→ ASSIGNED TASK: Each record below should be repeated precisely as written.

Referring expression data
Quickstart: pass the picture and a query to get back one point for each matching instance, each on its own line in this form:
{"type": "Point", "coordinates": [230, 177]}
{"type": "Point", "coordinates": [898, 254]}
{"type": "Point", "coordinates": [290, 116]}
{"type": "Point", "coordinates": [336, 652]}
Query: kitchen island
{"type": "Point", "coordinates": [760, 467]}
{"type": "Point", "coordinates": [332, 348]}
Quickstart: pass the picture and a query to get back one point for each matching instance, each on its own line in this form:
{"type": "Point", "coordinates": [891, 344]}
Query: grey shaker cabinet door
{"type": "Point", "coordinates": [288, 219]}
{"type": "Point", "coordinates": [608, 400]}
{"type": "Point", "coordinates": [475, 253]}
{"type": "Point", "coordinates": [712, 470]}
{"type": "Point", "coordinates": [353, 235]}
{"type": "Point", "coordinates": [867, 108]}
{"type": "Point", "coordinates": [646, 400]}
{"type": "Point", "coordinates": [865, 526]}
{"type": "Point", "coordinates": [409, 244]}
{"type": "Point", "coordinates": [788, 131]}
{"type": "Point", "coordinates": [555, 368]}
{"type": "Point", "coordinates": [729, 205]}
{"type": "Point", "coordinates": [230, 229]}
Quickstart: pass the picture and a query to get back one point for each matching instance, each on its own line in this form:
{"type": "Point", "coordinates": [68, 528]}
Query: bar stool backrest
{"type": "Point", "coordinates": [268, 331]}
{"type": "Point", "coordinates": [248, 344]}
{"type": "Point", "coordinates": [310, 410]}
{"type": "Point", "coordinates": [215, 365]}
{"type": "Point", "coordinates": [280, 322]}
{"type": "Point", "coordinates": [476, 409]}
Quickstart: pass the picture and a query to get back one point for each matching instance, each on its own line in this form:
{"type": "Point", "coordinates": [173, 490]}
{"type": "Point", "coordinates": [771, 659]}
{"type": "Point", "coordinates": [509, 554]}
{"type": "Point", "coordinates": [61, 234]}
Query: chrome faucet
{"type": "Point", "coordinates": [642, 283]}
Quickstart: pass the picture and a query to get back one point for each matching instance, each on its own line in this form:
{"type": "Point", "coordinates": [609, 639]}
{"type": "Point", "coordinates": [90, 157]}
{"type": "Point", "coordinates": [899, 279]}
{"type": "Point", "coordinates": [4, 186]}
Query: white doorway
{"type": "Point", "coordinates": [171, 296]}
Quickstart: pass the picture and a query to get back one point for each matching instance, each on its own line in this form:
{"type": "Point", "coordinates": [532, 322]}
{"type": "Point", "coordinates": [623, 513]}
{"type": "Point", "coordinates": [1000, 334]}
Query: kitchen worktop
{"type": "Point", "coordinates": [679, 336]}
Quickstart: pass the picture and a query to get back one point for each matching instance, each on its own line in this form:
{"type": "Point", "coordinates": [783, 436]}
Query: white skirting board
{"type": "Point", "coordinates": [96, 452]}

→ EXPECTED ANSWER:
Quickstart: pass the picture and a query to get back one point for each matching instance, each on its own line in this form:
{"type": "Point", "coordinates": [230, 177]}
{"type": "Point", "coordinates": [898, 254]}
{"type": "Point", "coordinates": [290, 116]}
{"type": "Point", "coordinates": [336, 652]}
Query: kitchen island
{"type": "Point", "coordinates": [760, 467]}
{"type": "Point", "coordinates": [332, 348]}
Quickstart: pass the picture and a query to get back one point for each matching instance, each on its own line in this form:
{"type": "Point", "coordinates": [891, 344]}
Query: grey shaker cabinet door
{"type": "Point", "coordinates": [288, 219]}
{"type": "Point", "coordinates": [608, 400]}
{"type": "Point", "coordinates": [475, 253]}
{"type": "Point", "coordinates": [712, 470]}
{"type": "Point", "coordinates": [353, 235]}
{"type": "Point", "coordinates": [867, 108]}
{"type": "Point", "coordinates": [646, 400]}
{"type": "Point", "coordinates": [865, 526]}
{"type": "Point", "coordinates": [409, 244]}
{"type": "Point", "coordinates": [788, 131]}
{"type": "Point", "coordinates": [555, 368]}
{"type": "Point", "coordinates": [729, 205]}
{"type": "Point", "coordinates": [230, 229]}
Quickstart: pass the picture and a query to get back one point for each matching instance, each on its own line in this form:
{"type": "Point", "coordinates": [68, 528]}
Query: bar stool backrest
{"type": "Point", "coordinates": [268, 331]}
{"type": "Point", "coordinates": [248, 344]}
{"type": "Point", "coordinates": [310, 410]}
{"type": "Point", "coordinates": [215, 365]}
{"type": "Point", "coordinates": [280, 322]}
{"type": "Point", "coordinates": [476, 409]}
Quickstart: pass the picture and a query to get back one point for each matching instance, each on its own line in this form:
{"type": "Point", "coordinates": [173, 490]}
{"type": "Point", "coordinates": [771, 659]}
{"type": "Point", "coordinates": [509, 554]}
{"type": "Point", "coordinates": [61, 234]}
Query: chrome faucet
{"type": "Point", "coordinates": [642, 283]}
Quickstart: pass the picture and a query to get back one point for each matching instance, each on its own line in this form:
{"type": "Point", "coordinates": [609, 639]}
{"type": "Point", "coordinates": [90, 157]}
{"type": "Point", "coordinates": [899, 279]}
{"type": "Point", "coordinates": [4, 186]}
Query: white doorway
{"type": "Point", "coordinates": [171, 296]}
Quickstart: pass the picture and a query to get back one point for each matching instance, each on its own line in this form:
{"type": "Point", "coordinates": [532, 322]}
{"type": "Point", "coordinates": [623, 513]}
{"type": "Point", "coordinates": [1000, 334]}
Query: kitchen worktop
{"type": "Point", "coordinates": [679, 336]}
Quickstart: pass the picture and a query to get back one point for each matching instance, each on its own line in this form:
{"type": "Point", "coordinates": [783, 436]}
Query: white skirting board
{"type": "Point", "coordinates": [96, 452]}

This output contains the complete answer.